Opdracht 1:
Noem alle vormen waarin de lesstof werd aangeboden volgens de tekst over het onderzoek aan West Point.

Te lezen tekst:

BOSTON, MA – Het zonder meer overzetten van een traditionele cursus naar een multimediale omgeving levert niet automatisch betere resultaten op. In de praktijk blijken goede studenten beter te presteren, terwijl de zwakkere studenten slechtere resultaten behalen. Dit blijkt uit een onderzoek aan de Amerikaanse militaire academie West Point. De resultaten van het onderzoek werden onlangs gepresenteerd op de Ed Media-conferentie.
Derdejaarsstudenten volgden afgelopen studiejaar de cursus Computer Systems geheel online op het glasvezelnetwerk van West Point. Zij kregen 24 uur per dag toegang tot het netwerk, in plaats van driemaal per week 50 minuten les. Daarbij volgden ze een bepaalde opgegeven leerweg die hen in staat stelde van verschillende hypertekstmedia op de www-server van West Point gebruik te maken. De lesstof bestond uit meer dan één gigabyte aan educatief materiaal. Ondermeer in de vorm van een diashow, cursorisch hypertekstmateriaal, een student response-systeem, geluidsbestanden, animaties en digitale video.

Opdracht 2:
Schrijf de rijen letterlijk over, vanaf de rij met "Point to the plastic" tot en met de laatste rij.

Gegevens:

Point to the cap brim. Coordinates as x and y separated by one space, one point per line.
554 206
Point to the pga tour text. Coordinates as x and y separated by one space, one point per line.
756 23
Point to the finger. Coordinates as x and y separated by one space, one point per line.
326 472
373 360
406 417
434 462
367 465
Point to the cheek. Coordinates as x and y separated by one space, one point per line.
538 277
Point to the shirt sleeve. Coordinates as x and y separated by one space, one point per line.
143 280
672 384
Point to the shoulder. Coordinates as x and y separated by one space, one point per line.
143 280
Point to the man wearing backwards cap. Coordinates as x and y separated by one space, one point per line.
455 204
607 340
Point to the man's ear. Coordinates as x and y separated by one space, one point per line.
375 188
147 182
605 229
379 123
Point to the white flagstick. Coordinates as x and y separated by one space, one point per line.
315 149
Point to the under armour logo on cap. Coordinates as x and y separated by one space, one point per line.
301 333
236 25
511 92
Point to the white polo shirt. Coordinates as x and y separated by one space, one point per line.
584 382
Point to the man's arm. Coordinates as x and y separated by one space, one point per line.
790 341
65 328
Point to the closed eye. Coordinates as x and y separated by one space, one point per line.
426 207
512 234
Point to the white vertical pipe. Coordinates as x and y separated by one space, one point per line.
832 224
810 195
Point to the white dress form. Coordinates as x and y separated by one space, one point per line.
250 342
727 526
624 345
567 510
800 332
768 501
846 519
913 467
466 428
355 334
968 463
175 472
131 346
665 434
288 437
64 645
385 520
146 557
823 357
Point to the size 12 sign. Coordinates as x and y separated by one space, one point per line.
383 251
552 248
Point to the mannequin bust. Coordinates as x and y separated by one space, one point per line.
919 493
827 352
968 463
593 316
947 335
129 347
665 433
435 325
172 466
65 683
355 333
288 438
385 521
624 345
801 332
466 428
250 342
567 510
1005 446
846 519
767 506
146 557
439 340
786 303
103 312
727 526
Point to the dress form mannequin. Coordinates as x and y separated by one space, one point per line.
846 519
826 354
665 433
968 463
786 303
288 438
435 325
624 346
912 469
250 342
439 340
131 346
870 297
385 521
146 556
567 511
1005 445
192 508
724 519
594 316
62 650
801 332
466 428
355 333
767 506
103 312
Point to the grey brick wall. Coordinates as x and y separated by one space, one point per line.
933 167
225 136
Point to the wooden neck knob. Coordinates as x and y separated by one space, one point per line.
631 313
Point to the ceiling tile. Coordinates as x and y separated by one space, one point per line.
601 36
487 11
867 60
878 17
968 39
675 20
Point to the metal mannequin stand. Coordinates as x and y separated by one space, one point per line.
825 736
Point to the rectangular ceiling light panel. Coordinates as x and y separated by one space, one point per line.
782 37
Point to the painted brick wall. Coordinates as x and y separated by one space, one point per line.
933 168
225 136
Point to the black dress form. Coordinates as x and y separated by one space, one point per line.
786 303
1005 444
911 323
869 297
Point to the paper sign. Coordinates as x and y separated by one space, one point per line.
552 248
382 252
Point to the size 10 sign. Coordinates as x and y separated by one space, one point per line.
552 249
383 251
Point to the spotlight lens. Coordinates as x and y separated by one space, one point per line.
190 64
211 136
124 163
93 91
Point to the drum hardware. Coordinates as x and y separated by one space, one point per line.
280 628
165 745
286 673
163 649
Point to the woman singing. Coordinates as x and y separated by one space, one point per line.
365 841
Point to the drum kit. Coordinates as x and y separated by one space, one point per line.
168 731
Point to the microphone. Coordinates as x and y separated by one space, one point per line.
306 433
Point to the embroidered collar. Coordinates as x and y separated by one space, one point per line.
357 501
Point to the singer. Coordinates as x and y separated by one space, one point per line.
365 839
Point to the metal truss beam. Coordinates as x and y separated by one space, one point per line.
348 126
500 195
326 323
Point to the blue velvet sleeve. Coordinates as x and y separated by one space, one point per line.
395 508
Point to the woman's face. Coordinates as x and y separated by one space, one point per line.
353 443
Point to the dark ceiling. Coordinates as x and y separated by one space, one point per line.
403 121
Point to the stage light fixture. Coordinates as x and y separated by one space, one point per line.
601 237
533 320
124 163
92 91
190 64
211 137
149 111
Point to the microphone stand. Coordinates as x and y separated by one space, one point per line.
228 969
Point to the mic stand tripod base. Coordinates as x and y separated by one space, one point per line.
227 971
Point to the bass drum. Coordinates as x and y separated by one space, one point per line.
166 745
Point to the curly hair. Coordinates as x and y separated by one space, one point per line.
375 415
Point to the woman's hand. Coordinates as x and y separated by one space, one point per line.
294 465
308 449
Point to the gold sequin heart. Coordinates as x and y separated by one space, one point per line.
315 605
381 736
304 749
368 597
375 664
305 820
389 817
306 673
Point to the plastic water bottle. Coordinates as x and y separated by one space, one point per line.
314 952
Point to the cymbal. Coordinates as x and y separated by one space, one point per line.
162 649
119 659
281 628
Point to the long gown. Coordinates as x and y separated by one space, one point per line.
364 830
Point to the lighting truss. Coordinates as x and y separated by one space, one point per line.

Antwoord 1:
- een diashow
- cursorisch hypertekstmateriaal
- een student response-systeem
- geluidsbestanden
- animaties
- digitale video

Antwoord 2:
Point to the plastic water bottle. Coordinates as x and y separated by one space, one point per line.
314 952
Point to the cymbal. Coordinates as x and y separated by one space, one point per line.
162 649
119 659
281 628
Point to the long gown. Coordinates as x and y separated by one space, one point per line.
364 830
Point to the lighting truss. Coordinates as x and y separated by one space, one point per line.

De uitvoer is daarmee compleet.